[Opening SUPPLIED TEXT section]

With Nesindano Namise
Zoom Meeting ID: 811 4361 6679
Do. 24.06.21 | 20:00 | online 19:45
In the previous sessions of Public Research we discussed the multiplicity of crises that shape our world, reading Isabell Strangers’ In Catastrophic Times. Resisting the Coming Barbarism. we looked at crises from environmental and social perspectives. Last months session we returned to the body (and its crises): Together with Yael Friedman we explored questions evolving around the concept of the patient from biological and ethical perspectives, as well as the concept of recovery regarding medical holism and epistemic injustice.
In this upcoming session of Public Research we will continue with the body and its crises shifting the perspective to artistic strategies of decoloniality. With our Namibian guest – performance poet and vocalist/writer – Nesindano Namise we will talk about her artistic approach and research on the entanglement of coloniality, identity and culture(s) of remembrance. Through her performances in which she works with experimental music and sound Nesindano challenges prevailing narratives around questions of restitution and remembrance. She describes her artistic approach as ‚aural history‘ –– a way of exploring identity through experimental aural spheres and sound as a somatic decolonising experience. Following Nesindano’s presentation of her current artistic research we will open up the discussion along the questions of how these practices can be part of building future archives and cultures of remembering the traumatic repercussions of colonialism.
Nesindano Namise is currently a recipient of the Namibian residency programme by Akademie Schloss Solitute and also a resident for Flausen+ 2021. Her current projects focus on stories of “aural history”, Namibia-German colonial past and exploring Afro-futurism. She is well known for her multilingual and improvisational approach to her music/sound scaping in her mother tongue, Khoekhoegowab, English and Afrikaans. Nesindano is the co-organiser of Spoken Word Namibia an influential platform, which has largely impacted a large part of Windhoek’s contemporary performance spaces. Her content speaks of resilience, identity and expression through personal, collective or isolated stories and highlights creating enabling spaces for women, indigenous and queer people.

[Closing SUPPLIED TEXT section]
[Opening DATA EXTRACTS section]

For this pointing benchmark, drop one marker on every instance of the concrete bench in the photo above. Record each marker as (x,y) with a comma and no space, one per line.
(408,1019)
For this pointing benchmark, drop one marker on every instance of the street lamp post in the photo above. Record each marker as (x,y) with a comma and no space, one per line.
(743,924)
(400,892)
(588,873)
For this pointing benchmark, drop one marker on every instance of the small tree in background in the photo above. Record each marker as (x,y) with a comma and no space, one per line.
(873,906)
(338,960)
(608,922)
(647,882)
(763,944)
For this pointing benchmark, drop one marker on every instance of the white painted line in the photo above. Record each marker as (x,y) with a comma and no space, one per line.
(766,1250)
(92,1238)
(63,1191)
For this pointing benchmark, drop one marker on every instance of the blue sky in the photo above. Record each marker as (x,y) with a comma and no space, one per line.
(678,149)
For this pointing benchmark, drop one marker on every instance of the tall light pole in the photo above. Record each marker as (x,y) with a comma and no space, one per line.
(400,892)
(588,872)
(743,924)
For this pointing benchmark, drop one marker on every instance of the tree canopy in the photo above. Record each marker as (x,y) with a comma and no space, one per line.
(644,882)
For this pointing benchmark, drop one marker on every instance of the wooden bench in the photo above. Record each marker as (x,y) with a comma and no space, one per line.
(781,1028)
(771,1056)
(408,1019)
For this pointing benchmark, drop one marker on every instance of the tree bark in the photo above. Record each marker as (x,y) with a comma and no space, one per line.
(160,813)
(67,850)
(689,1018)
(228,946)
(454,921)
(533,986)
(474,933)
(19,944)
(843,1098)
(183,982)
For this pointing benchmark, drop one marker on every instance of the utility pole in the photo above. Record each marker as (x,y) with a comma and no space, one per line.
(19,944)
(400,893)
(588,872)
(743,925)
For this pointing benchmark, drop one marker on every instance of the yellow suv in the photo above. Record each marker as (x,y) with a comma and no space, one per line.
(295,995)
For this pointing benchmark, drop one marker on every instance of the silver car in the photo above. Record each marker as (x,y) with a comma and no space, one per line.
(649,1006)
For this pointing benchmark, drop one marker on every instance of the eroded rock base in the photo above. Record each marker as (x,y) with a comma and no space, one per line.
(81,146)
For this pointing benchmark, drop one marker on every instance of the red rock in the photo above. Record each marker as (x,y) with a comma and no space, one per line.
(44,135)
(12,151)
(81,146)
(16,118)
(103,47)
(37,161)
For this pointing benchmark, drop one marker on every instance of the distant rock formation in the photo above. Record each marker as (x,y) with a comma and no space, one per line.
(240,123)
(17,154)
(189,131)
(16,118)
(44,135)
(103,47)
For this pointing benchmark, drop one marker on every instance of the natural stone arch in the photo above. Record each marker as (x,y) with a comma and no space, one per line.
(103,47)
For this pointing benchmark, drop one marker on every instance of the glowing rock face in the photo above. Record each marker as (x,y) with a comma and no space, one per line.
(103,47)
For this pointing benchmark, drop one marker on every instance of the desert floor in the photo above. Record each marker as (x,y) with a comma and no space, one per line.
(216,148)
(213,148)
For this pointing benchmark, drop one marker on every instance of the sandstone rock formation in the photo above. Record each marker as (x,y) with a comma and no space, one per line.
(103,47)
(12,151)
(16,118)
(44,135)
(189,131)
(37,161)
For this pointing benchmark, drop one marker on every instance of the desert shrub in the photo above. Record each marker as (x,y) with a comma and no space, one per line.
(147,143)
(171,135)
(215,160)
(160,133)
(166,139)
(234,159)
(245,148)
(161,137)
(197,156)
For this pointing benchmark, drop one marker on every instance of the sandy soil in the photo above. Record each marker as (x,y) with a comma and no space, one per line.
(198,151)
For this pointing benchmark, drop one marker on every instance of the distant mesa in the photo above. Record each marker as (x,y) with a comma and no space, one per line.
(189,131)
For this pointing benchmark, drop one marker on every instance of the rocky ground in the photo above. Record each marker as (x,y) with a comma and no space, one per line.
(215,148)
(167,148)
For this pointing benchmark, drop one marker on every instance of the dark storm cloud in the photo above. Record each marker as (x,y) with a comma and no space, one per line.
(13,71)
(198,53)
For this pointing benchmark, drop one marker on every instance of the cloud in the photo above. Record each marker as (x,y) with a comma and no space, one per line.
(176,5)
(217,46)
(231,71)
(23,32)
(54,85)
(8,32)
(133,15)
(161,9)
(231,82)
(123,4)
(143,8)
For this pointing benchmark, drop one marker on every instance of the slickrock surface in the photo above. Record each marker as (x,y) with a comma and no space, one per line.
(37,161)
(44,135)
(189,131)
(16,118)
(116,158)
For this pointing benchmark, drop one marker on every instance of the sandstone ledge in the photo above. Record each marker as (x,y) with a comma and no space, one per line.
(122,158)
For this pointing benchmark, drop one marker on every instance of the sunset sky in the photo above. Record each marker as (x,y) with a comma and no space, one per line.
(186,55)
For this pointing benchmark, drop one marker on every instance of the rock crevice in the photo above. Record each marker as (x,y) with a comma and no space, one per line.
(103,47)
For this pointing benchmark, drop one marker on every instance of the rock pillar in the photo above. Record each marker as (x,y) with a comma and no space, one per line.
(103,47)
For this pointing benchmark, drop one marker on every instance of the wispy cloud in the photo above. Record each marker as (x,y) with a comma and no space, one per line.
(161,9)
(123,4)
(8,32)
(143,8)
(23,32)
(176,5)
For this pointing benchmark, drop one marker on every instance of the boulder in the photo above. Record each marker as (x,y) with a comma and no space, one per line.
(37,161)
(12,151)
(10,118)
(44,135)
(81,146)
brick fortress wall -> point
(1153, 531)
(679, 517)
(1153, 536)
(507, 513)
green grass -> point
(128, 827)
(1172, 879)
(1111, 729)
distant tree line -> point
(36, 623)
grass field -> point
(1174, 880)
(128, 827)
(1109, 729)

[Closing DATA EXTRACTS section]

Reproduce the session announcement word for word, starting at "Nesindano Namise is" and ending at "and queer people.". Rely solely on the session announcement.

**ANSWER TO THIS EXERCISE:**
Nesindano Namise is currently a recipient of the Namibian residency programme by Akademie Schloss Solitute and also a resident for Flausen+ 2021. Her current projects focus on stories of “aural history”, Namibia-German colonial past and exploring Afro-futurism. She is well known for her multilingual and improvisational approach to her music/sound scaping in her mother tongue, Khoekhoegowab, English and Afrikaans. Nesindano is the co-organiser of Spoken Word Namibia an influential platform, which has largely impacted a large part of Windhoek’s contemporary performance spaces. Her content speaks of resilience, identity and expression through personal, collective or isolated stories and highlights creating enabling spaces for women, indigenous and queer people.